> RECORDS FOR THIS EXERCISE

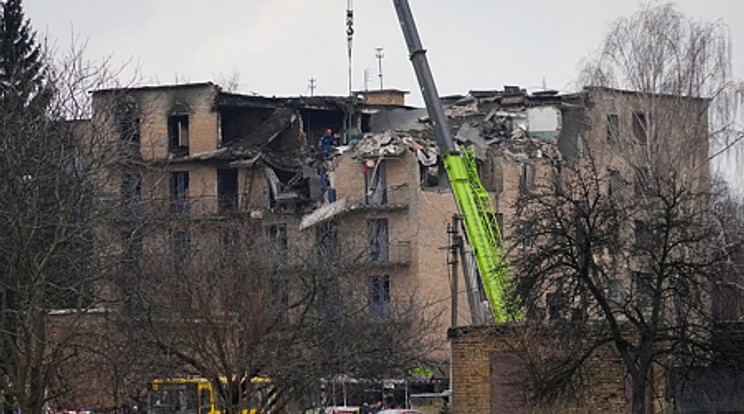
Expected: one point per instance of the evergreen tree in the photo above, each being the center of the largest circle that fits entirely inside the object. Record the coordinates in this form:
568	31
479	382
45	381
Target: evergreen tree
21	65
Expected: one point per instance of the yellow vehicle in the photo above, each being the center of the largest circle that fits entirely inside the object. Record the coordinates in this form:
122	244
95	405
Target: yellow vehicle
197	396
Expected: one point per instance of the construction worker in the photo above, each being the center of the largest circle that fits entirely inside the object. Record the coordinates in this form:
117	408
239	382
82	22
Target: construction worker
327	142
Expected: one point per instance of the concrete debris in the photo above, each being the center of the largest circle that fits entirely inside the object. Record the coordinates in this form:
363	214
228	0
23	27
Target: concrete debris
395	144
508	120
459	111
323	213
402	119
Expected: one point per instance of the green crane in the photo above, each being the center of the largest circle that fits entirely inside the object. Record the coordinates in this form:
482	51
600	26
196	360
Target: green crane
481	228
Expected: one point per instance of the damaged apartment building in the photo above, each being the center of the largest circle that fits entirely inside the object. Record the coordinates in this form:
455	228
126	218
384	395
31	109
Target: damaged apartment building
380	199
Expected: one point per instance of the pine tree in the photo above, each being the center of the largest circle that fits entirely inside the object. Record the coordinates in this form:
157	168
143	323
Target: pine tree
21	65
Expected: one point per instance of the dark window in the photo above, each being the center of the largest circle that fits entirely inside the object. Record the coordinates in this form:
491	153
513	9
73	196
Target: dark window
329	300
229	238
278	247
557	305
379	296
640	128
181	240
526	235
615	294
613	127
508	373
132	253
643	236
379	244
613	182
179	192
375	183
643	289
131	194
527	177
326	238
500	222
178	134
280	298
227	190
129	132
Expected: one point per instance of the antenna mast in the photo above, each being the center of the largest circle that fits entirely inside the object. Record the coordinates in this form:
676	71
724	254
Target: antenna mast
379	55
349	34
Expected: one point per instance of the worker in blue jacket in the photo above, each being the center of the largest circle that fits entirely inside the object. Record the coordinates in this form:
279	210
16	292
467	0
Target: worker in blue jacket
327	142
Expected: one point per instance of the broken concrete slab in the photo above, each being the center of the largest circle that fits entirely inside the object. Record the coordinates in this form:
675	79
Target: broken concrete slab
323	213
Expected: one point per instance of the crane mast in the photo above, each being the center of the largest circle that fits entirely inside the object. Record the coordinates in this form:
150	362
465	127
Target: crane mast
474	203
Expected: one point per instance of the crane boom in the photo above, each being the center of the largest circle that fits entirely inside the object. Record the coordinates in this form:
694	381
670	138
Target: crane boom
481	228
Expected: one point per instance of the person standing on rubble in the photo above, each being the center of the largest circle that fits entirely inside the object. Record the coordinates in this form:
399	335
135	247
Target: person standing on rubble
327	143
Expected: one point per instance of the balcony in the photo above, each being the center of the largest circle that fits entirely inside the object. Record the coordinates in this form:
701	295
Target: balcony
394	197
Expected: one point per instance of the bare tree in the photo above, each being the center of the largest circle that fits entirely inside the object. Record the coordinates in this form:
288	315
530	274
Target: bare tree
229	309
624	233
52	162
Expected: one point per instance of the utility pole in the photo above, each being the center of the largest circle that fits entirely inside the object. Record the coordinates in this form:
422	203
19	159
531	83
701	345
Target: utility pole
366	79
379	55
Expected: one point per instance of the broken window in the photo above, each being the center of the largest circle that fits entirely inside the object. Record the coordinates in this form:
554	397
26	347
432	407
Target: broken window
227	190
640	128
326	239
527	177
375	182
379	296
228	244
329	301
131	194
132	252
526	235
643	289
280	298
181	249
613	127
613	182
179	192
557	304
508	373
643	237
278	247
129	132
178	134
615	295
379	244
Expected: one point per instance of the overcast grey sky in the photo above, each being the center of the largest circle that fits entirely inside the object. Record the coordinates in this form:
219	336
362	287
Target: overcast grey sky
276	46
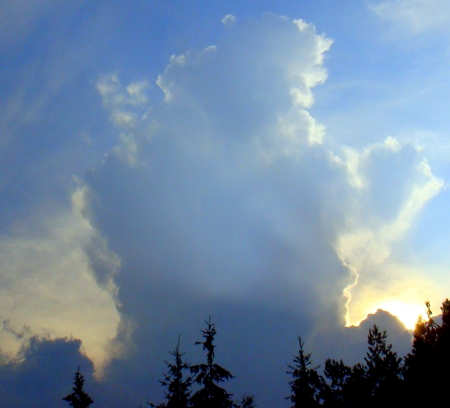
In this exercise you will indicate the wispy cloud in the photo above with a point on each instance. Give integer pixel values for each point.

> YOUR ASSIGNMENT
Your answer must be an exact copy of the listing, with every picture omitted.

> EXPECTED OUTPUT
Expected: one point per instance of the evergreen tree in the photo above, each being the center of the largest circle that fits entirely inside the object. Record the coordinates in this form:
568	31
479	382
45	381
Target: evergreen tree
21	65
Expected: one point per instance of the yellow vehicle in the photo above, each being the center of the largest circle that fits entirely inside the object. Record the coordinates in this form:
122	244
95	405
Target: yellow vehicle
197	396
Expected: one point per instance of the construction worker in the photo above, each being the center of the largest circle that fits entirely inside the object. Record the coordinates in this form:
117	408
239	382
82	22
Target: construction worker
327	142
Expected: one point per instance of the concrete debris in the photo above, each being the center of the largest circle that fits entirely inside the object. Record the coordinates in this form:
363	214
228	0
23	27
Target: concrete debris
395	144
508	120
459	111
323	213
402	119
Expected: one point per instance of the green crane in the photo above, each being the center of the largest circle that fits entirely inside the object. Record the coordinates in this form:
482	51
600	26
196	360
Target: green crane
481	228
Expected: one point per instance of the damaged apartment building in the photo above, each being the center of the largest circle that fits entirely inside the object. Record the coordinates in this form:
455	228
126	218
384	395
31	109
Target: damaged apartment building
380	199
Expected: one point per instance of the pine tree in the photo above, each being the center of the largest circle that fits entirely inside the object. Record the coordinates in this form:
157	168
143	323
Target: pine tree
21	65
Expected: one point per instance of the dark window in the photo above, each being the center of the largest circle that fits entirely inside the object. Record the coordinates in this form:
491	153
513	9
73	196
Target: dark window
329	300
229	238
278	247
557	305
379	296
640	128
181	240
526	235
615	294
613	127
508	373
132	253
643	236
379	244
613	182
179	192
375	183
643	289
131	194
527	177
326	238
500	222
178	134
280	298
227	190
129	132
Expected: one point per instance of the antenna mast in the photo above, each being the center of the largest circle that fits entirely inside the object. Record the coordinates in this form:
676	71
724	254
Target: antenna mast
379	55
349	34
Expected: one point per instance of the worker in blue jacket in the photo above, each being the center of the largest circle that fits entirely inside the object. Record the coordinates in this form:
279	210
16	292
467	0
Target: worker in blue jacket
327	142
Expected: one point per instance of the broken concrete slab in the photo above, each being the center of the largest circle that fits entirely inside the object. Record the coordinates in this form:
675	79
Target: broken concrete slab
323	213
Expected: one point per instance of the crane mast in the photo above, each being the center of the largest circle that fits entirely inside the object. Record the coordinates in this form:
150	362
465	127
Target: crane mast
474	203
Expected: one point per instance of the crane boom in the photo above, each being the center of the largest circle that fits entirely inside the object. Record the coordinates in this form:
694	381
670	138
Target: crane boom
481	228
Expected: one point per instance of the person standing on rubble in the photo above, each being the center of the largest circle that fits entirely inside the object. Record the coordinates in this form:
399	335
135	247
Target: person standing on rubble
327	143
Expected: one point per instance of the balcony in the photo above, each being the center of the largest circle that fits entirely inside the object. Record the coordinates in this form:
701	295
Target: balcony
394	197
Expected: one point per instance of the bare tree in the photo above, each being the center of the largest circle that fits entirely inside the object. Record the coordinates in this form:
288	315
530	274
Target: bare tree
229	309
624	233
52	162
Expected: one point per instance of the utility pole in the photo above, each being the center of the largest circle that fits entirely inside the object. Record the coordinates in this form:
422	203
19	159
531	83
701	345
Target: utility pole
366	79
379	55
Expected: one point per instance of the broken window in the photo above, each being the center of the largest circle that fits entirely inside the object. Record the coordinates in this form:
554	397
26	347
432	407
Target: broken window
227	190
640	128
326	239
527	177
375	182
379	296
228	244
329	301
131	194
132	252
526	235
643	289
280	298
181	249
613	127
613	182
179	192
557	304
508	373
643	237
278	247
129	132
178	134
615	295
379	244
Expected: one point per instance of the overcast grey sky in the photo above, each being the center of the largest circle that fits entirely inside the object. Record the coordinates in this form:
219	336
362	287
Target: overcast grey sky
276	46
In this exercise you will indicate the wispy cloud in the photo above with a point on each instance. Give integer pixel values for each point.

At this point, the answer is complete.